— start The records —

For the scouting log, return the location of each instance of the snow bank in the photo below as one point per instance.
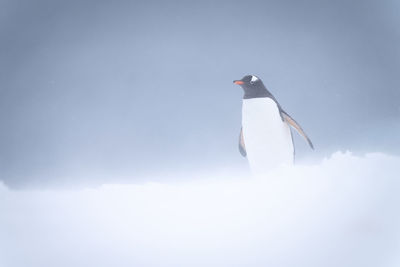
(342, 212)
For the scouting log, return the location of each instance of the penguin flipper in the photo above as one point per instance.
(242, 147)
(297, 127)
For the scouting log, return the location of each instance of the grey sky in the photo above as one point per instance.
(99, 89)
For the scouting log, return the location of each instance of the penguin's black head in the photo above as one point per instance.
(253, 87)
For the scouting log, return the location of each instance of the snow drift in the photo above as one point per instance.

— end The records —

Task prompt -
Rewrite the lines of the records above as a numbered list, leaving out any blank lines and omitting the pictures.

Response to this task -
1. For the scouting log, return the location of each instance of the snow bank in the photo below as one point per instance.
2. (342, 212)
3. For the scouting log, return the location of each instance of the penguin flipper in the photo above as one point per instance.
4. (242, 147)
5. (297, 127)
6. For the scouting log, return the location of each instance of the grey sky in the photo above as one point per instance.
7. (99, 89)
8. For the scouting log, return the location of each instance of the penguin's black head in the photo above as one point per instance.
9. (253, 87)
10. For the scouting log, return the location of each instance of the snow drift in the photo above as one point per instance.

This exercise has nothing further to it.